CONSIGNE 1: Présentez sous forme de liste numérotée le passage de la liste allant de son début jusqu'à la ligne contenant « 451L509 404L474 397L465 », ces deux limites comprises, en omettant les lignes vides. N'incluez pas les images dans votre réponse.

________________________

Pour éclairer ces questions, nous allons traiter de la manière dont les ouvriers étrangers, issus d’une immigration de travail, se sont intégré au mouvement communiste, et les débats qu’il y a eu sur la façon de prendre en compte ou pas leurs spécificités sociale, culturelle, voire religieuse et les oppressions spécifiques qu’ils subissaient (racisme, inégalité des droits etc.).

 

La pratique de l’Internationale Communiste

 

Au début du XXème siècle et surtout après la création de l’Internationale communiste, le rapport entre l’unité et l’autonomie dans l’organisation des ouvriers étrangers est clair dans ses principes. L’union de tous les ouvriers opprimés doit se faire dans une même organisation révolutionnaire [3]. Les partis communistes sont alors des sections nationales de l’Internationale. Le Parti communiste n’est pas encore français, mais la section française de l’Internationale communiste. Tout ouvrier communiste étranger se doit de militer dans le Parti de son pays de résidence. Cela n’exclut pas que dans ce parti existent des structures spécifiques par nationalité (dits groupes de langue) qui permettent aux ouvriers ou ouvrières étrangers de participer pleinement aux activités du Parti en prenant en compte leurs difficultés spécifiques.
Le Parti communiste rejette alors toute distinction entre les Français et les étrangers, et exige l’égalité absolue de tous les droits en s’opposant à la fermeture des frontières, réclamée par les réformistes de la CGT [4]. Conformément à cette ligne, et pour organiser les ouvriers immigrés en France, le Parti communiste crée des organisations spécifiques qui regroupent plus largement que les seuls communistes. Pour les travailleurs immigrés issus des colonies, c’est l’Union intercoloniale.
Elle publie un journal : le Paria qui parait, de sa création en 1922, à 1936. Il dénonce aussi bien la condition des ouvriers étrangers en France que l’exploitation de leur pays par le colonialisme. Cette organisation a formé des dirigeants de mouvements de libération nationale, soit communistes comme Ho Chi Minh [5], soit nationalistes, comme Messali Hadj [6].

 

Mais l’organisation spécifique n’était pas qu’une question de structure. Elle est subordonnée à la ligne politique. Quand le PC se rallie à la démocratie bourgeoise, au drapeau tricolore et à la Marseillaise et qu’il cesse de soutenir les droits inconditionnels des peuples colonisés à l’indépendance, le Paria disparaît.

 

An début des années 1950, alors que le Parti dit soutenir, à nouveau, le droit des peuples colonisés à l’indépendance, des Algériens adhèrent au Parti. Mais le PCF ne soutient pas l’insurrection nationale algérienne de novembre 1954. Les militants algériens de ce parti le quittent quand en 1956 il vote les pouvoirs spéciaux demandés par le gouvernement socialiste [7], pour accroître l’effort de guerre en Algérie.

________________________

CONSIGNE 2:
Répondez aux questions suivantes à partir de l'extrait :
(a) Entre quelles années le Paria a-t-il paru ?
(b) Qui réclamait la fermeture des frontières ?
(c) En quelle année les militants algériens quittent-ils le Parti ?

Entrées enregistrées:
________________________

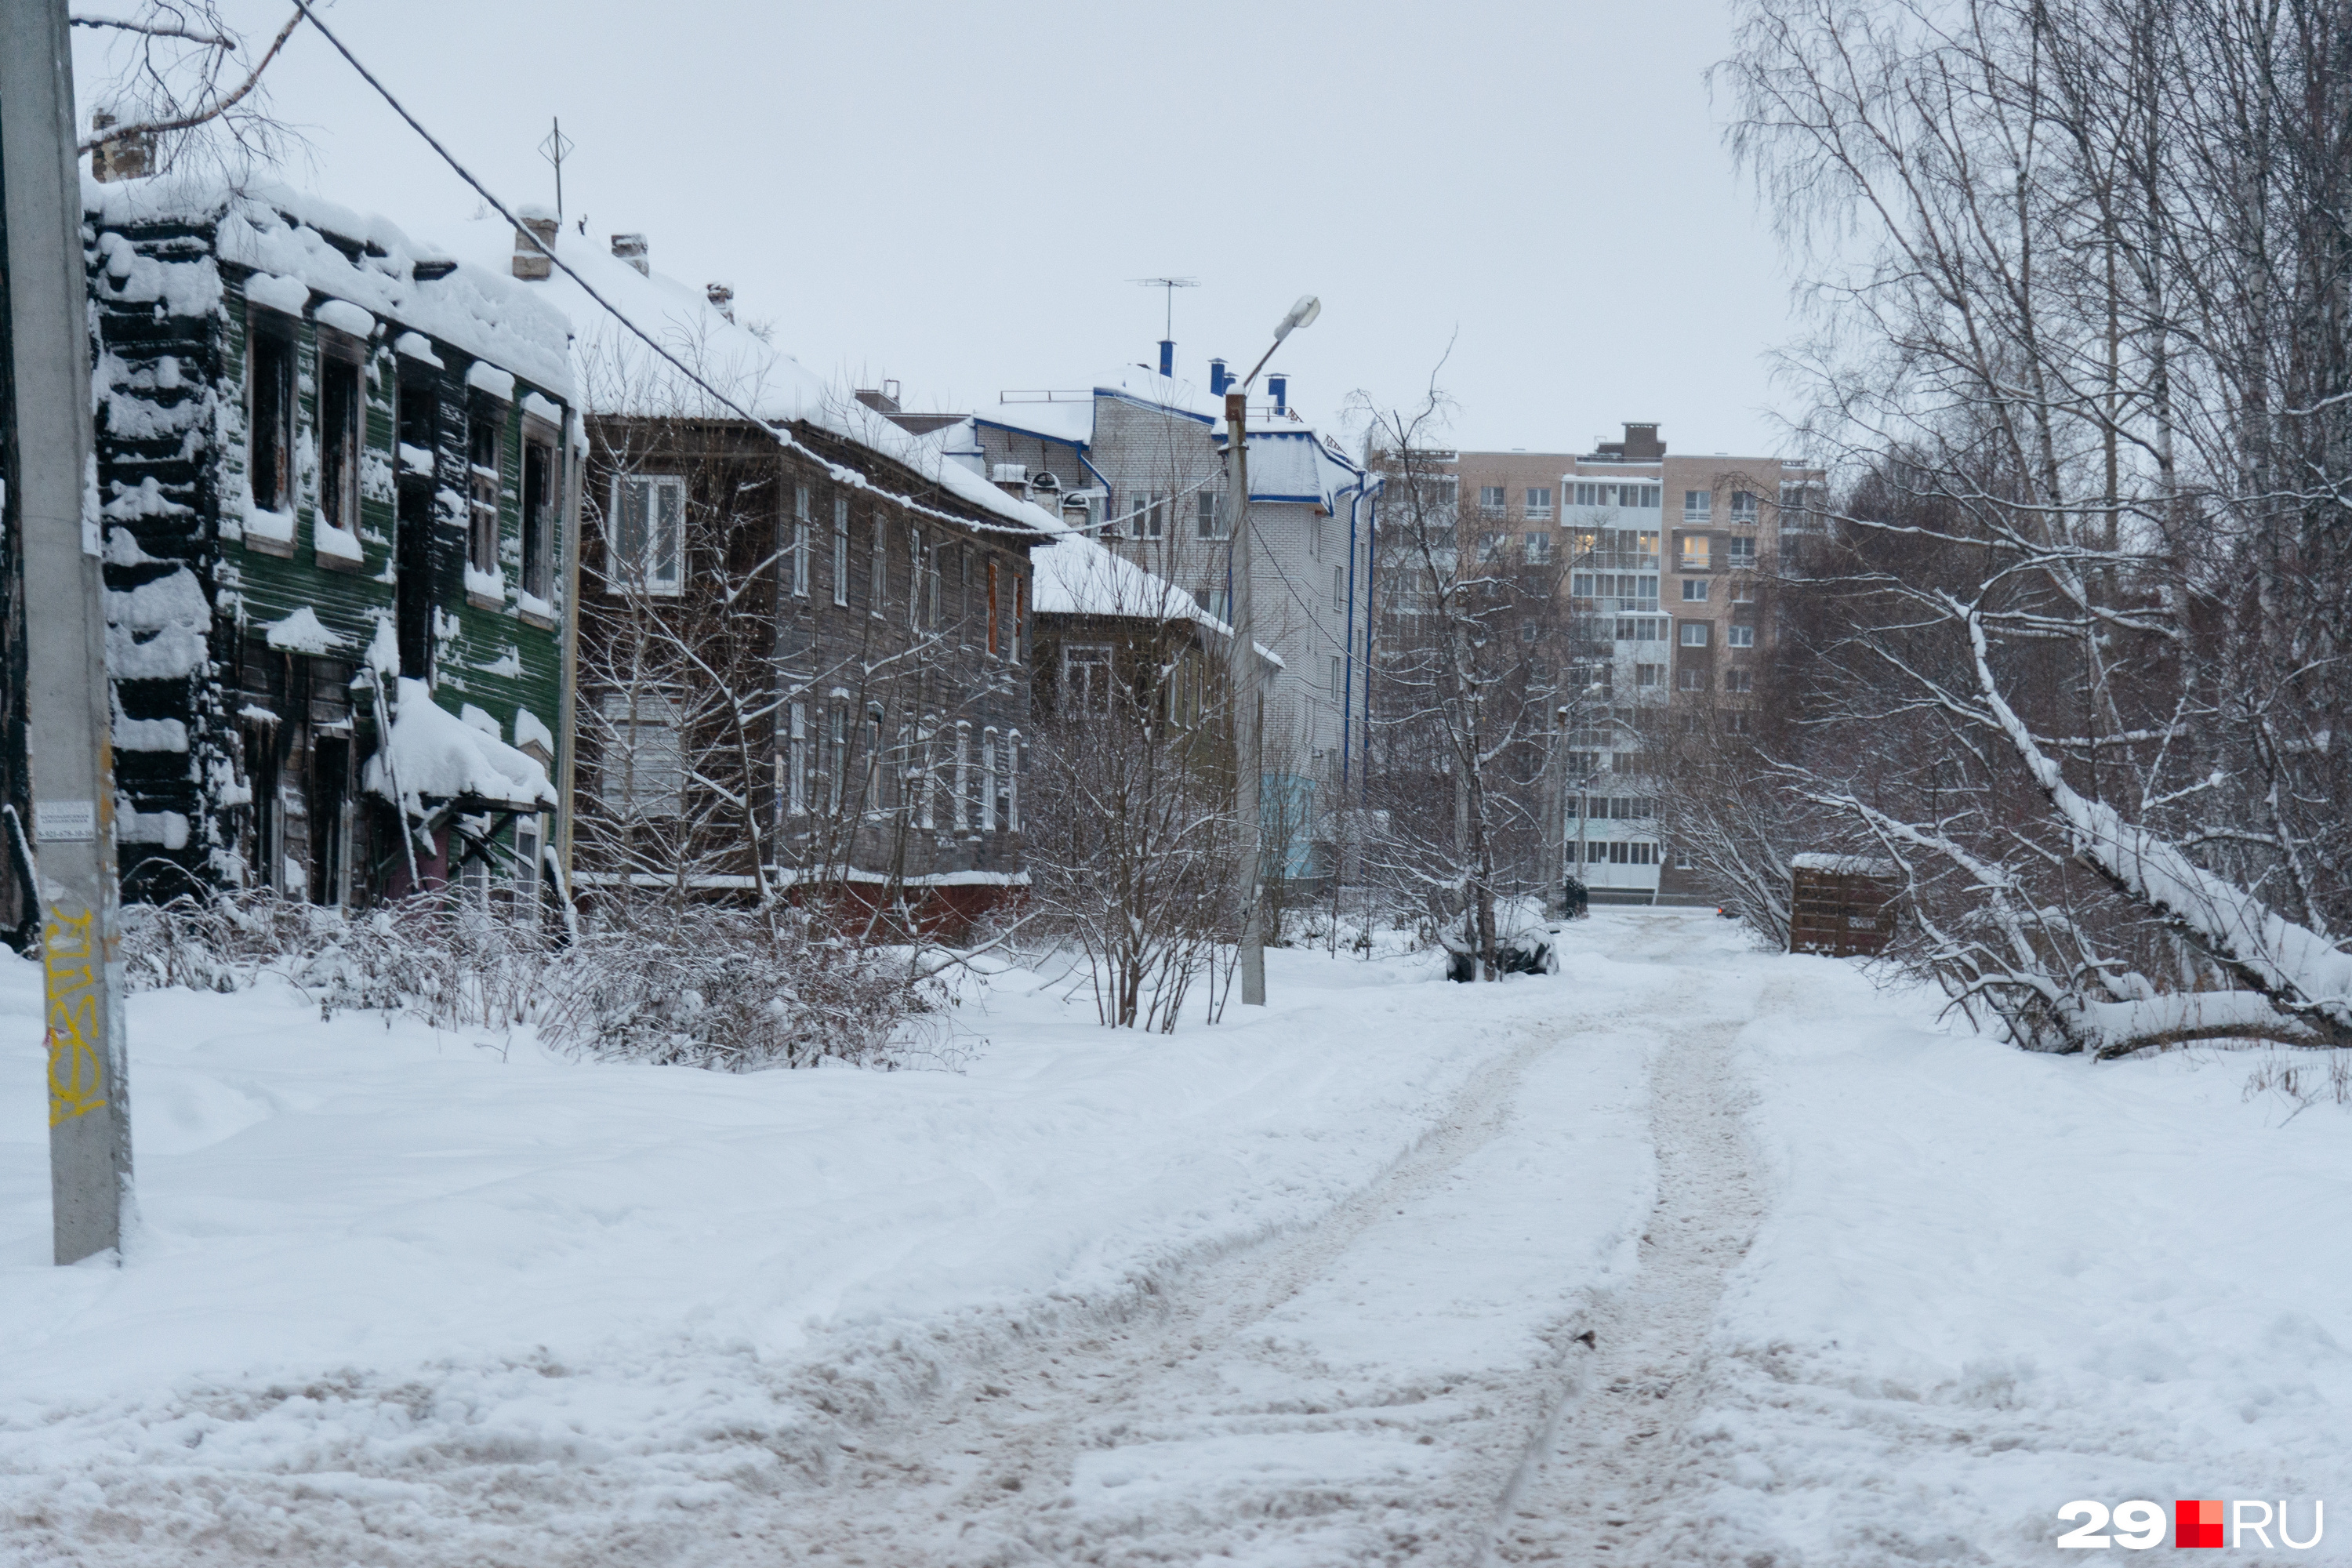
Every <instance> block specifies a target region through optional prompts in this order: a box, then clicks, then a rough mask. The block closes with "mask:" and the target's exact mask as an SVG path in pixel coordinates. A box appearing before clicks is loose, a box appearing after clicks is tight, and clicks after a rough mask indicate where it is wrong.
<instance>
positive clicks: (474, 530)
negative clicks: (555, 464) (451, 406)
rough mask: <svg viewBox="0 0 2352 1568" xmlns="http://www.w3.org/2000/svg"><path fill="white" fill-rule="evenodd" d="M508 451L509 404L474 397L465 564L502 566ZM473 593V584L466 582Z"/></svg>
mask: <svg viewBox="0 0 2352 1568" xmlns="http://www.w3.org/2000/svg"><path fill="white" fill-rule="evenodd" d="M503 454H506V404H496V402H487V400H475V404H473V407H470V409H468V411H466V515H468V529H466V564H468V567H473V569H475V571H480V574H485V576H489V574H494V571H496V569H499V461H501V458H503ZM466 588H468V592H473V583H468V585H466Z"/></svg>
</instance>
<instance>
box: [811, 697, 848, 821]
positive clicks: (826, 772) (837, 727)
mask: <svg viewBox="0 0 2352 1568" xmlns="http://www.w3.org/2000/svg"><path fill="white" fill-rule="evenodd" d="M818 766H823V769H826V811H828V813H833V816H840V809H842V799H844V797H847V795H849V703H840V701H837V703H833V705H830V708H826V755H823V759H821V764H818Z"/></svg>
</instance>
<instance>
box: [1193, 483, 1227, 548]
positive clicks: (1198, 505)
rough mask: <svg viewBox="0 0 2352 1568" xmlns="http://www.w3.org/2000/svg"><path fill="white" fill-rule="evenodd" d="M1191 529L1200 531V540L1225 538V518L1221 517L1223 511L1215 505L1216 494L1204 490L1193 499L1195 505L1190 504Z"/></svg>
mask: <svg viewBox="0 0 2352 1568" xmlns="http://www.w3.org/2000/svg"><path fill="white" fill-rule="evenodd" d="M1192 527H1195V529H1197V531H1200V536H1202V538H1223V536H1225V517H1223V510H1221V508H1218V505H1216V494H1214V491H1207V489H1204V491H1200V496H1197V498H1195V503H1192Z"/></svg>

________________________

ZONE DE RÉPONSE 1:
1. Every <instance> block specifies a target region through optional prompts in this order: a box, then clicks, then a rough mask. The block closes with "mask:" and the target's exact mask as an SVG path in pixel coordinates. A box appearing before clicks is loose, a box appearing after clicks is tight, and clicks after a rough mask indicate where it is wrong.
2. <instance>
3. positive clicks: (474, 530)
4. negative clicks: (555, 464) (451, 406)
5. rough mask: <svg viewBox="0 0 2352 1568" xmlns="http://www.w3.org/2000/svg"><path fill="white" fill-rule="evenodd" d="M508 451L509 404L474 397L465 564L502 566ZM473 593V584L466 582Z"/></svg>

ZONE DE RÉPONSE 2:
(a) De 1922 à 1936.
(b) Les réformistes de la CGT.
(c) En 1956.